* TEKS BACAAN:
■ ■ ■
Halaman

Jumat, 26 Oktober 2012

Aulia Rafikasari (Ucha)


Awalnya kukira dia adalah seorang yang angkuh, sombong dan apalah. Yang jelas kesan pertama kali aku bertemu dia di bangku kelas 8 aku sudah nggak suka sama dia. Dan setelah ku tau, dia duduk di bangku depanku aku sudah mulai merasa nggak ngeh sama dia. Dia duduk sama pipin sahabatnya. Orang yang sudah aku kenal baik sejak kelas 7 di Lin. Di situlah aku mulai membeda-bedakannya dengan pipin orang yang sangat baik dan ramah. Beda sama dia yang pada saat itu hanya diam, diam dan diam tanpa ada seulas senyum yang tersungging dari bibirnya. Memang sih, dia cantik dan pintar. Tapi entah kenapa kesan pertama aku sudah nggak suka sama dia.
■ ■ ■
* LATIHAN SOAL:
(1) Dalam teks tentang Aulia Rafikasari, siapa teman sebangkunya?
(2) Teruskan teks tentang Aulia Rafikasari mulai setelah kalimat terakhirnya.
Entri-entri ini sama sekali tidak dipakai di sini.

* ENTRI TERSEDIA:
■ ■ ■
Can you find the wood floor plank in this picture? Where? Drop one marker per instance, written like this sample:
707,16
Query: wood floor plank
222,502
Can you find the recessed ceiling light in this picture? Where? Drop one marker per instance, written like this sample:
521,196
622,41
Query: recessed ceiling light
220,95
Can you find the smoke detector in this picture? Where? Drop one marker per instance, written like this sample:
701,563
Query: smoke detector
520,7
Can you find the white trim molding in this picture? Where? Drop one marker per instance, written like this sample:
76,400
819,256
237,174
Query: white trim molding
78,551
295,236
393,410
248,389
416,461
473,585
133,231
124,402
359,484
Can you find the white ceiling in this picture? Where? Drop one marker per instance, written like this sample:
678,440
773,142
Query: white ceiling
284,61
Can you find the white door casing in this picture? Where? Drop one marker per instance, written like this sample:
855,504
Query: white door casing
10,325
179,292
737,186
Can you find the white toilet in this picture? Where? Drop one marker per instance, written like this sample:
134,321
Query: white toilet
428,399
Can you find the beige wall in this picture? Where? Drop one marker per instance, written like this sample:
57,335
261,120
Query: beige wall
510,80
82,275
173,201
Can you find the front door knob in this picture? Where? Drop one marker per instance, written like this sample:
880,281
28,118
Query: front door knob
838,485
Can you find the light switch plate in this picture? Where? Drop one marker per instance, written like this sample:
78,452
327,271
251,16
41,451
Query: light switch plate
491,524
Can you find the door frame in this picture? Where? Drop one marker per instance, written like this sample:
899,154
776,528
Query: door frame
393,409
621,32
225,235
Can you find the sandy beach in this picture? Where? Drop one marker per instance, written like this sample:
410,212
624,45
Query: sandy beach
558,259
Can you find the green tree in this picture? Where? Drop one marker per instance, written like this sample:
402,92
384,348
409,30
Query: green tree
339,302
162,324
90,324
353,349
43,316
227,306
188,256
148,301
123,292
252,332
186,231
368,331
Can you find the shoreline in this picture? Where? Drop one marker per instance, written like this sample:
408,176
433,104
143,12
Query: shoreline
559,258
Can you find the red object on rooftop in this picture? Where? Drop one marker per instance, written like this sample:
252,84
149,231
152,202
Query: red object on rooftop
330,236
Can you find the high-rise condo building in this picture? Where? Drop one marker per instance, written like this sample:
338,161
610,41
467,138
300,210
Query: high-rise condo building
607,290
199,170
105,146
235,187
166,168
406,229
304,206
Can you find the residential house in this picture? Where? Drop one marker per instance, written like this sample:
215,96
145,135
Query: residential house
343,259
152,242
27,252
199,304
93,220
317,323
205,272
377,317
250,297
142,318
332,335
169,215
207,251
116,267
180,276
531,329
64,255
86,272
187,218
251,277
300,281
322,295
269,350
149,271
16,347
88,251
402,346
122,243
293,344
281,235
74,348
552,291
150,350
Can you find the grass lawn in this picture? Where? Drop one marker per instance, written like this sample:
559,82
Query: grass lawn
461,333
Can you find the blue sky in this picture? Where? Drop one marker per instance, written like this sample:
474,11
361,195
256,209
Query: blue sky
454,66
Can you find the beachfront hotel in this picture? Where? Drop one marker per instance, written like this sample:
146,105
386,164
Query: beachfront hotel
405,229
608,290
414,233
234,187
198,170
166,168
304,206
■ ■ ■
* KUNCI JAWABAN:
(1) Pipin, sahabatnya.

(2)
            Tapi aku tak menjauhi dia. Aku mencoba untuk mendekati dia karena aku memang penasaran sama sifatnya. Karena aku yakin dibalik sifat awalnya yang seperti itu, pasti tersimpan sifat yang asyik untuk diajak berteman. Usahaku berhasil. Setelah beberapa bulan kita sekelas, aku dan dia sudah mulai ngobrol tentang beberapa hal. Awalnya aku hanya meminjam sebuah stippo lalu berlanjut dengan aku tanya nama FB-nya dan aku jadikan dia sebagai saudara perempuanku di aplikasi FB-ku. Dan akhirnya kita bisa ngobrol sampai ke banyak hal.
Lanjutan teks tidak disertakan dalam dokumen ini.